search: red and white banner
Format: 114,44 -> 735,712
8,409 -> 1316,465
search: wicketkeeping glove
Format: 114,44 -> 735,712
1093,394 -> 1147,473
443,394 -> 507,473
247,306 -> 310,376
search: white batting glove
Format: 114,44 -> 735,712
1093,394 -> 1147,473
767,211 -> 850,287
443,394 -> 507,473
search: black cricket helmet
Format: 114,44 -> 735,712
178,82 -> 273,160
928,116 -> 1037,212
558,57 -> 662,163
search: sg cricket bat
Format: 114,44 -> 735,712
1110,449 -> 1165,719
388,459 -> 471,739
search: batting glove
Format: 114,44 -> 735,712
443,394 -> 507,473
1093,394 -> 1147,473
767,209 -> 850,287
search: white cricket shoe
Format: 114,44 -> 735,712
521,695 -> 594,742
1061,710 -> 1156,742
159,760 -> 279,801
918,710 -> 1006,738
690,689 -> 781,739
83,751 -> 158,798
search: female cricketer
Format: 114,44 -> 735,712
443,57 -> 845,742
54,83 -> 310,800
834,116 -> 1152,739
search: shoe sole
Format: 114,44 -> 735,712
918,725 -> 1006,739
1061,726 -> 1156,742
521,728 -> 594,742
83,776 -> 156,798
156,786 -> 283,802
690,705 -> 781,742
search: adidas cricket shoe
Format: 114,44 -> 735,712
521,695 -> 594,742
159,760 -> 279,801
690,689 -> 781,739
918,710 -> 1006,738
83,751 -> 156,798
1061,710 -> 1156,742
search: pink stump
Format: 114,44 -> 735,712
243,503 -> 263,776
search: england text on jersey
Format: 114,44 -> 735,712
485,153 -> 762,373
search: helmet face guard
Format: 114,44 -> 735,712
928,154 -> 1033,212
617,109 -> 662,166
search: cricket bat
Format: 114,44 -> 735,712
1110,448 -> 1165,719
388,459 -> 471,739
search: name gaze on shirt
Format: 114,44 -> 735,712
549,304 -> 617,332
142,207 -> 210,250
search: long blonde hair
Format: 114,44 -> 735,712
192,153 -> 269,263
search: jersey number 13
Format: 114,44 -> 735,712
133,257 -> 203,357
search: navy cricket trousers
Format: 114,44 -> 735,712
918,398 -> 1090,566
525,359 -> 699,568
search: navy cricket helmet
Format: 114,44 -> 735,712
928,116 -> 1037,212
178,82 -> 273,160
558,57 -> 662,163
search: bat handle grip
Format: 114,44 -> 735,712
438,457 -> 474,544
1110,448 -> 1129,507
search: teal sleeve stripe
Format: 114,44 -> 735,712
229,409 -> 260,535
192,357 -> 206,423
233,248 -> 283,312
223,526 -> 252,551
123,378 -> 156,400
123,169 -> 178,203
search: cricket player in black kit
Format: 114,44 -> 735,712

-----

▸ **WHAT YOU WILL DO**:
Which lines above contain the string "shoe" with matching case? Copy out each one.

▸ **RIGHT ANSWER**:
search: white cricket shoe
search: shoe sole
search: adidas cricket shoe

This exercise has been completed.